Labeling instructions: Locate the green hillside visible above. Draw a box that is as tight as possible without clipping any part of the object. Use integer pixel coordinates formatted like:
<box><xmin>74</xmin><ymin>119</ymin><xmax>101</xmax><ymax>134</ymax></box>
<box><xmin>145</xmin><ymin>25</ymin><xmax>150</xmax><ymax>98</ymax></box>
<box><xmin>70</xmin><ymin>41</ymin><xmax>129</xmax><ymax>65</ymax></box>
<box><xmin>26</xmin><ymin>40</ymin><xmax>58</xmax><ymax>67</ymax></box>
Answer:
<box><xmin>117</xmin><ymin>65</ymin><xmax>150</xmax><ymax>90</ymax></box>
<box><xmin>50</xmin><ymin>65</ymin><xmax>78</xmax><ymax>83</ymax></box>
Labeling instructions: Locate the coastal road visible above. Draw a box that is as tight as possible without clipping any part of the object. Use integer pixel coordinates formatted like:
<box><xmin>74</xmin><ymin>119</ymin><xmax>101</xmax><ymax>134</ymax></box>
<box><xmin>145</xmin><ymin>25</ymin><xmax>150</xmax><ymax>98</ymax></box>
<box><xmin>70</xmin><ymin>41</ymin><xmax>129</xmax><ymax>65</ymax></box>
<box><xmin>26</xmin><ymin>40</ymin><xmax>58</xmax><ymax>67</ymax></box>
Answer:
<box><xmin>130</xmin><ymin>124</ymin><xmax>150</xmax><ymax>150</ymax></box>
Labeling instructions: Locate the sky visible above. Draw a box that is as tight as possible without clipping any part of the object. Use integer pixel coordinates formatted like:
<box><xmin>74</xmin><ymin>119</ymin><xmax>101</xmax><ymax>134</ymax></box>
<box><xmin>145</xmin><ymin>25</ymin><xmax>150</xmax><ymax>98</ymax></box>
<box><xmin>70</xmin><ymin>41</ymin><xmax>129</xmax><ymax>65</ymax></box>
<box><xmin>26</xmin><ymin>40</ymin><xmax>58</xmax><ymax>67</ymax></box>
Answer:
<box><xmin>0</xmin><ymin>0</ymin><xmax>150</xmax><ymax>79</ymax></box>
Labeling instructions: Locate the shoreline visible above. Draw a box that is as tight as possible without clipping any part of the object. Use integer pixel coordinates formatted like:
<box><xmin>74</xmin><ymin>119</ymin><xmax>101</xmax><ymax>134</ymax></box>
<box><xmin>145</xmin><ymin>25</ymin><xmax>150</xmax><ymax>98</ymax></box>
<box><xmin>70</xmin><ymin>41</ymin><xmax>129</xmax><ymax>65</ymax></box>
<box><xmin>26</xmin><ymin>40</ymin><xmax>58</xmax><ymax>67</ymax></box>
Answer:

..........

### [The problem]
Locate the lines above that contain "formatted" and copy them.

### [Response to the exercise]
Labeling instructions: Locate the green hillside visible above. Draw a box that is as tight as possible without clipping any part of the object. Use integer pixel coordinates formatted like:
Labeling instructions: Locate the coastal road visible above. Draw a box that is as tight as possible without clipping any part of the object. Use integer pixel coordinates formatted like:
Labeling instructions: Locate the sky visible above. Draw a box that is as tight as possible without clipping any part of the object. Use integer pixel coordinates formatted like:
Labeling instructions: Locate the shoreline visible above. Draw a box that is as tight as possible without clipping any part of the object. Use integer pixel coordinates formatted like:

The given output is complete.